• SOURCE DOCUMENT:
*** Begin section ***

St. Paul, Minnesota – Today, the Human Rights Campaign (HRC) — the nation’s largest lesbian, gay, bisexual, transgender and queer (LGBTQ+) civil rights organization — celebrated Governor Tim Walz for signing H.F. 16, a statewide conversion therapy ban, into law. This law is an example of how pro-equality state legislatures and governors are able to advance LGBTQ+ rights, even as other states are rolling back critical rights and protections. To date, 21 states, the District of Columbia, and Puerto Rico have passed laws or regulations prohibiting the practice, with eight of these state laws or regulations having been enacted under Republican governors.
In 2015, Minnesota Governor Tim Walz signed an Executive Order banning the harmful practice of “conversion therapy” by licensed providers working with minors. To date, 20 states, the District of Columbia, and Puerto Rico have passed laws or regulations prohibiting the practice, with eight of these state laws or regulations having been enacted under Republican governors.

*** End section ***

• TASK BRIEF:
Extend the press release about Minnesota's conversion therapy ban, starting right after its last sentence. You don't need the listing for this work.

(Saved data entries)

*** Begin section ***

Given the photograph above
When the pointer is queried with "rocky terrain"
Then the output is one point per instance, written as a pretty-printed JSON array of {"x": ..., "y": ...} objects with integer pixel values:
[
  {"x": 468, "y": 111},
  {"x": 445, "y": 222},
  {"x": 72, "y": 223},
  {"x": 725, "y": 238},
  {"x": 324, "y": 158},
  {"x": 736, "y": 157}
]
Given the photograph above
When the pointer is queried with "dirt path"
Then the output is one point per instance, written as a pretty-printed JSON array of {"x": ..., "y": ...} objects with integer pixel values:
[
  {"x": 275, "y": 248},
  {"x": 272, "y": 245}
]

*** End section ***
*** Begin section ***

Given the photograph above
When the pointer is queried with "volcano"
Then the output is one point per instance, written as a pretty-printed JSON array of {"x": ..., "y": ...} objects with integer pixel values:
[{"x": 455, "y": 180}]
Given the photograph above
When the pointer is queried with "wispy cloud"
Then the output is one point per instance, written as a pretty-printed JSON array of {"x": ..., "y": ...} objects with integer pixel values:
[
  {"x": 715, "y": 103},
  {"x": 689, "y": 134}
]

*** End section ***
*** Begin section ***

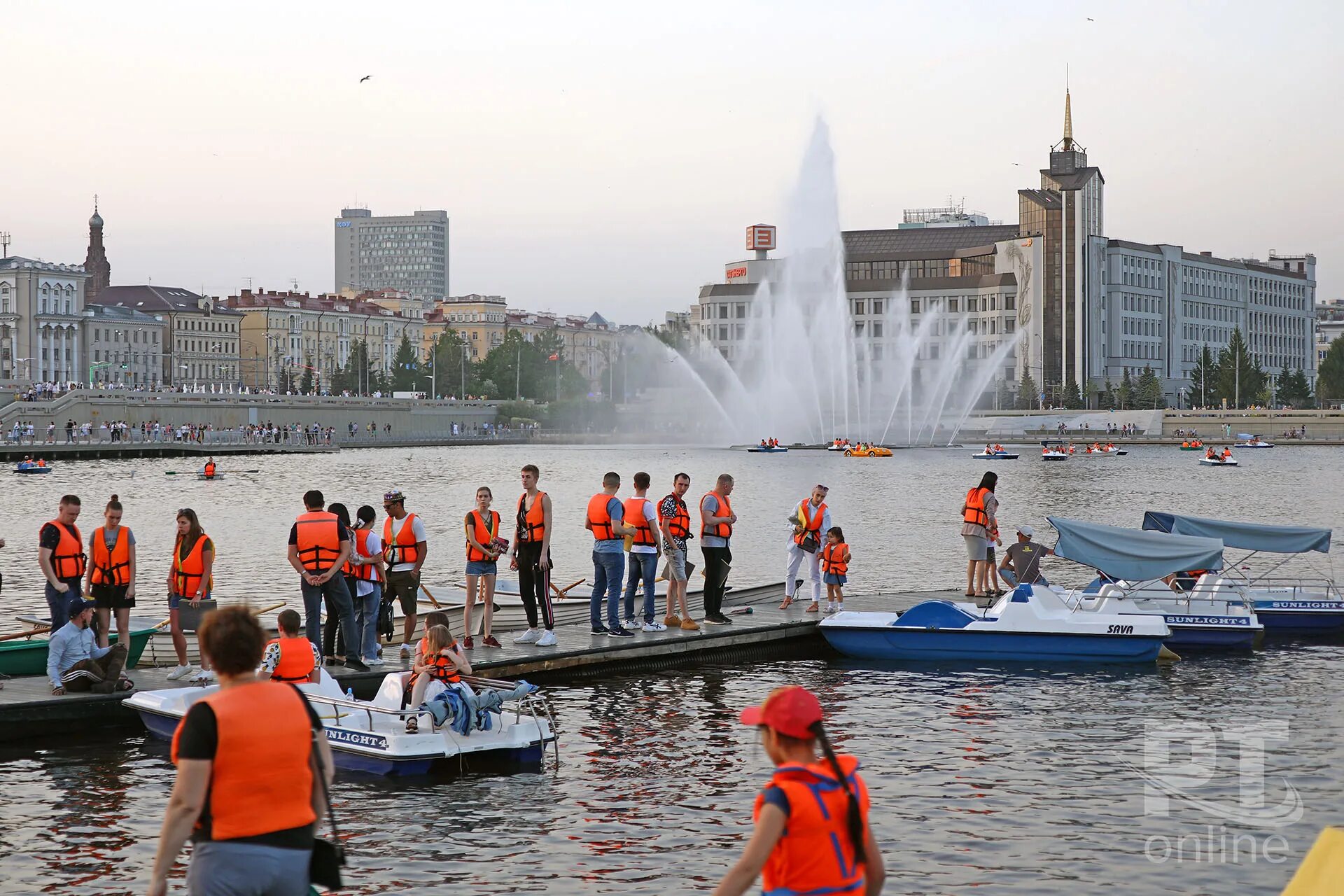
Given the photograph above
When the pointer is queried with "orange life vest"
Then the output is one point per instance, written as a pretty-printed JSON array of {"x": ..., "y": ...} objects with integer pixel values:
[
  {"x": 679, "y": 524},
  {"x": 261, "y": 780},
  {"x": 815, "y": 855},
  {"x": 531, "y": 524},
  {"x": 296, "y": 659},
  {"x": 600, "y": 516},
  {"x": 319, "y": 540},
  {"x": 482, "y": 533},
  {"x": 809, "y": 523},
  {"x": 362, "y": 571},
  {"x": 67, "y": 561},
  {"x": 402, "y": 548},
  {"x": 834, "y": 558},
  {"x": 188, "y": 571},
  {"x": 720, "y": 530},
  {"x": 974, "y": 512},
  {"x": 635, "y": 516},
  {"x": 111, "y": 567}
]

*** End section ***

• TASK ANSWER:
“Conversion therapy,” sometimes referred to as “sexual orientation change efforts'' or “reparative therapy,” encompasses a range of practices, built on no credible evidence, that seek to change an individual’s sexual orientation or gender identity or expression, efforts that have long been opposed by major medical and health organizations, such as the American Academy of Pediatrics and the American Psychiatric Association. However, due to continuing discrimination and societal bias against LGBTQ+ people, some practitioners continue to conduct conversion therapy. Minors are especially vulnerable, and conversion therapy can lead to depression, anxiety, drug use, homelessness, and suicide.
According to the Movement Advancement Project, an estimated 28% of LGBTQ+ minors live in states with no laws or policies banning conversion therapies for minors.
So far in 2023, HRC is opposing more than 520 anti-LGBTQ+ bills that have been introduced in statehouses across the country. More than 220 of those bills would specifically restrict the rights of transgender people, the highest number of bills targeting transgender people in a single year to date.
This year, HRC is tracking:
More than 125 bills that would prevent transgender youth from being able to access age-appropriate, medically-necessary, best-practice health care; this year, 13 have already become law in Arkansas, Tennessee, Mississippi, South Dakota, Utah, Iowa, Idaho, Indiana, Georgia, Kentucky, West Virginia and North Dakota.
More than 30 bathroom ban bills filed,
More than 100 curriculum censorship bills and 40 anti-drag performance bills.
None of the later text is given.